Requirement - Can you return, unchanged, the rows starting with the line that contains "If you could point to the blue" and going on through the line that contains "Query: blue metal gate frame", with both of those lines included?

Material for the task -
........

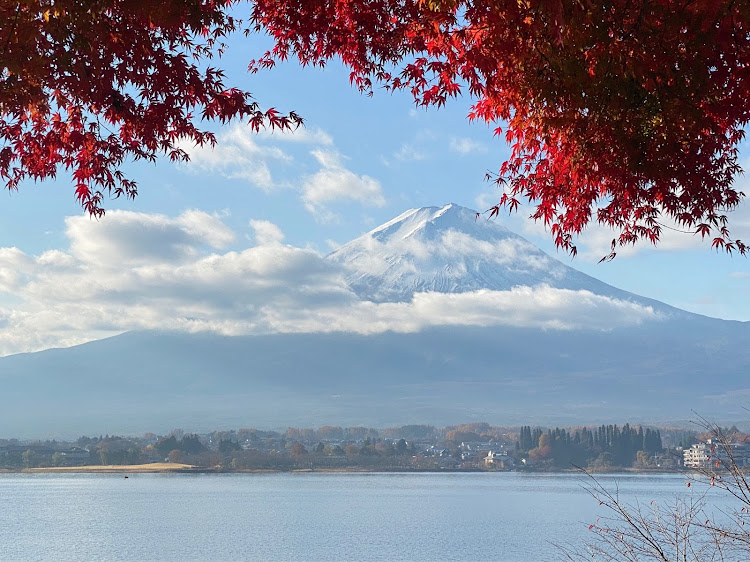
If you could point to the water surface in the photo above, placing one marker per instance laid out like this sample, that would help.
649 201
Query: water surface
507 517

........

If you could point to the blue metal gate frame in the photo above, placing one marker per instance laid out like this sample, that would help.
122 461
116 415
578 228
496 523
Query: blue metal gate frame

........

Finished task -
If you could point to the blue metal gate frame in the photo above, placing one marker per instance laid out like this sample, that would help.
122 461
116 415
578 228
496 523
Query: blue metal gate frame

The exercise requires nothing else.